→ **What to do**
Write out exactly the line containing "Agricultural drone survey: scan the aerial photo for sky." along with each line that follows it in the records below, and no others.

##### Record excerpts

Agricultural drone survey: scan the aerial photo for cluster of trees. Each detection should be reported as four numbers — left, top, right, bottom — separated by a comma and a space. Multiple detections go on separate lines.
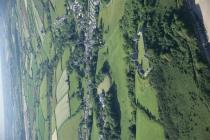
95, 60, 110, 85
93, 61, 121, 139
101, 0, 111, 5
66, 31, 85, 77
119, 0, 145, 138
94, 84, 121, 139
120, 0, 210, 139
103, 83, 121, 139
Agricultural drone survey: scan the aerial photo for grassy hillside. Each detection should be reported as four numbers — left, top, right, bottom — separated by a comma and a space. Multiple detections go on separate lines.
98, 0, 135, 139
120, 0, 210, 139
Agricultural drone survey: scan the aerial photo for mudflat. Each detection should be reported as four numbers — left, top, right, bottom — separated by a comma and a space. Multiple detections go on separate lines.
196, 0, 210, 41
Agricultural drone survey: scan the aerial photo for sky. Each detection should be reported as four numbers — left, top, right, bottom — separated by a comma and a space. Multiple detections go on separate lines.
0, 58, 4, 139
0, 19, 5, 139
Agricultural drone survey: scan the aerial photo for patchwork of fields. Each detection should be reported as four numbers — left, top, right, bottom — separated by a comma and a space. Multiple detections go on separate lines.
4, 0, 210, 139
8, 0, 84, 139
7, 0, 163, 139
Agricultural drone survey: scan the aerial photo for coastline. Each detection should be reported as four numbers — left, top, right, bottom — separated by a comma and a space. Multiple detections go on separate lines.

##########

→ **Answer box**
Agricultural drone survey: scan the aerial photo for sky. Each detection should be reported as four numbers — left, top, right, bottom — separated by a comma and a space. Multiple detections go on separate lines.
0, 58, 4, 139
0, 19, 5, 139
Agricultural drone survey: scan the aerial photo for patchwork of fields. Each detection should be reported as four numbers — left, top, right, bottom — separated by a comma and a space. Multiple detections go on separate lines.
4, 0, 210, 139
8, 0, 84, 139
7, 0, 163, 139
Agricultural drone survey: scan the aerial photo for coastline. Each detection should be reported as four numbers — left, top, right, bottom — separated by a comma and a space. Multiple detections go on separate lines.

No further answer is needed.